> [What is needed]: Locate the line that contains "Target: window frame". Print it and each following line through the end of the listing, verbatim, and nothing more.

> [Data to process]:
· · · ·

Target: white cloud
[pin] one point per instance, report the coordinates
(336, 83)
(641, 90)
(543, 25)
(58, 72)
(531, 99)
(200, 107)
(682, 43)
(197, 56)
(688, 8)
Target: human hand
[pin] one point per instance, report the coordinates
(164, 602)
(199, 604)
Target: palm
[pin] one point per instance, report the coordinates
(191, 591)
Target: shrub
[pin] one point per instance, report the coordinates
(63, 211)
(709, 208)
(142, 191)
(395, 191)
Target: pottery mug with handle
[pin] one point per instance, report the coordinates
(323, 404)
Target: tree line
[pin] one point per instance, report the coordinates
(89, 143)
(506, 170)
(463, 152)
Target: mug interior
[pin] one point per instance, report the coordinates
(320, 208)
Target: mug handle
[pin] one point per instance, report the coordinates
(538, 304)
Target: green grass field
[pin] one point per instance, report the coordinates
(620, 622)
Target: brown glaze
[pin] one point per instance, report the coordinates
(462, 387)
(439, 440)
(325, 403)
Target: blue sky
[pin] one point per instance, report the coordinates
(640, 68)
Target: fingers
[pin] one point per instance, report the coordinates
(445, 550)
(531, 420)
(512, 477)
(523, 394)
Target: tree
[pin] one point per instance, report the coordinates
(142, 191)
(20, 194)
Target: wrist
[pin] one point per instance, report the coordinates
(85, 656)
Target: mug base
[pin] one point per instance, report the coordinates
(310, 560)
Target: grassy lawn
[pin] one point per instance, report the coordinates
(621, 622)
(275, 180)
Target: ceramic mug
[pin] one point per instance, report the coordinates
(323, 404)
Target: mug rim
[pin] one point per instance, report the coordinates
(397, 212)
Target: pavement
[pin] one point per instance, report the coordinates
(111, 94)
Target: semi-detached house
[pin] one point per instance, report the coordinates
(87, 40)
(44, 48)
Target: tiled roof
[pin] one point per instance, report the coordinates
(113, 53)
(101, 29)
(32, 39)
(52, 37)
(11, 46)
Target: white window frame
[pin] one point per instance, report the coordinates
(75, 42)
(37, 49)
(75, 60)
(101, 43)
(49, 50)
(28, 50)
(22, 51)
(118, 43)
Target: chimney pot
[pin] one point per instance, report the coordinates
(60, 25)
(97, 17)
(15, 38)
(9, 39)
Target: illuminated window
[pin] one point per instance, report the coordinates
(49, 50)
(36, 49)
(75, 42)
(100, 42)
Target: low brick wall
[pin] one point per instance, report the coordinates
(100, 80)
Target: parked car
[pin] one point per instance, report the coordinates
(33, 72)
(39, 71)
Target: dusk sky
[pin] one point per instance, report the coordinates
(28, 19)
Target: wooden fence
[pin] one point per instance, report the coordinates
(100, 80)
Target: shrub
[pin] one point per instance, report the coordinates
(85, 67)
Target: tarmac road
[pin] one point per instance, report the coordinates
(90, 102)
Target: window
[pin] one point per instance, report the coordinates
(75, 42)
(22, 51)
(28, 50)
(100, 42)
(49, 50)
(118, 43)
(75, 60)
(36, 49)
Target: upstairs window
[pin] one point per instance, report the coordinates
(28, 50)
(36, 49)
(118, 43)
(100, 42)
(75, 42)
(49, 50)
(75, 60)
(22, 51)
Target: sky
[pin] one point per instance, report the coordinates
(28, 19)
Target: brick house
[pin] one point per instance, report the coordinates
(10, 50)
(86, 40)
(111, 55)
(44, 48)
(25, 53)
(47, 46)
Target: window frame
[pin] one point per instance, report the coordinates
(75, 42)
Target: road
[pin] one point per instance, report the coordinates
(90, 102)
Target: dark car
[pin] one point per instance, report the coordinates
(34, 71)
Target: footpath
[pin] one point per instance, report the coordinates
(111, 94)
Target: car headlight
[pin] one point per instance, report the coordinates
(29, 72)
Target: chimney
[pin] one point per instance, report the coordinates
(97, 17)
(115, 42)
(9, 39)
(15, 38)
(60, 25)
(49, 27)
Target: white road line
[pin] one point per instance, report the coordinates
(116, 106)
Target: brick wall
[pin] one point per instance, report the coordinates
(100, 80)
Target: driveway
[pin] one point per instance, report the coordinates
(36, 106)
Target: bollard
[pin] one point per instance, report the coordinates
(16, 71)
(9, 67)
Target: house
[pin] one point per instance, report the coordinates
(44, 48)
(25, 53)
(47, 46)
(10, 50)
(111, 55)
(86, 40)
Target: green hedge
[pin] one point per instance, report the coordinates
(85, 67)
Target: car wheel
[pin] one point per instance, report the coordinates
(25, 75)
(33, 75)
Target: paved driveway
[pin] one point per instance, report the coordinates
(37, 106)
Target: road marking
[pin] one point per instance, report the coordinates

· · · ·

> [Output below]:
Target: window frame
[pin] one point per instance, report the coordinates
(75, 42)
Target: road
[pin] one point per instance, report the coordinates
(90, 102)
Target: dark car
[pin] one point per instance, report the coordinates
(34, 71)
Target: footpath
[pin] one point per instance, report the coordinates
(111, 94)
Target: car headlight
[pin] one point per instance, report the coordinates
(29, 72)
Target: chimney
[pin] one point per instance, report the coordinates
(97, 17)
(115, 42)
(9, 39)
(15, 38)
(60, 25)
(49, 27)
Target: white road line
[pin] one point per instance, report the coordinates
(116, 106)
Target: brick wall
[pin] one point per instance, report the coordinates
(100, 80)
Target: driveway
[pin] one point per instance, report the coordinates
(36, 106)
Target: bollard
[pin] one point per instance, report the coordinates
(16, 71)
(9, 67)
Target: house
[pin] one point per instance, report the coordinates
(44, 48)
(25, 53)
(47, 46)
(10, 50)
(111, 55)
(86, 40)
Target: green hedge
[pin] one point per instance, report the coordinates
(85, 67)
Target: car wheel
[pin] one point per instance, report the coordinates
(25, 75)
(33, 75)
Target: paved driveway
[pin] one point per instance, report the coordinates
(37, 106)
Target: road marking
[pin] one point per instance, report the coordinates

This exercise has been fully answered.